■ TASK TO CARRY OUT: Please count the lines in these records that contain "hair" and give only that count.
** Opening RECORD EXTRACTS block **
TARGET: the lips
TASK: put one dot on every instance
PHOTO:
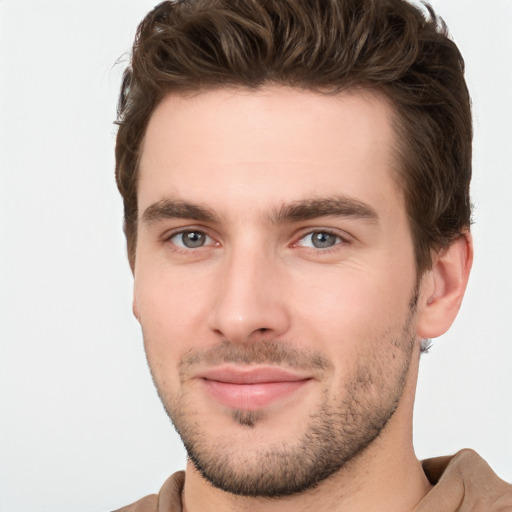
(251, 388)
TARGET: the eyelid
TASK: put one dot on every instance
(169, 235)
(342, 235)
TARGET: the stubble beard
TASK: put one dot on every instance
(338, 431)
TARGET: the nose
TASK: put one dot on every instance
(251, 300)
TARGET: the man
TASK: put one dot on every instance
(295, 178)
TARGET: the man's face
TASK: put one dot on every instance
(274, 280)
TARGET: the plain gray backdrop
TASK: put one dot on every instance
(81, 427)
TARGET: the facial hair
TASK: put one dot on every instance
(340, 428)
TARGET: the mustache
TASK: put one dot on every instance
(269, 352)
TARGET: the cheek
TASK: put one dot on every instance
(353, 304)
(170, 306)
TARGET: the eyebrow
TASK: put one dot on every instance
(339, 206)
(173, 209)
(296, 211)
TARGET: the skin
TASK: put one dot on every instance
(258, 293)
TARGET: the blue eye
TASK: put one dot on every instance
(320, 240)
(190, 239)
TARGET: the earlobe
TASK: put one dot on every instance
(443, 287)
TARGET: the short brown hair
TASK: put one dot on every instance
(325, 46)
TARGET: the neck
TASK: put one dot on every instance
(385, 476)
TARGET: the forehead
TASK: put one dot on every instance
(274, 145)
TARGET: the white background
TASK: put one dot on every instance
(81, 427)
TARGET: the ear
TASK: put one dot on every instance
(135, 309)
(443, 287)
** Closing RECORD EXTRACTS block **
■ EXERCISE SOLUTION: 2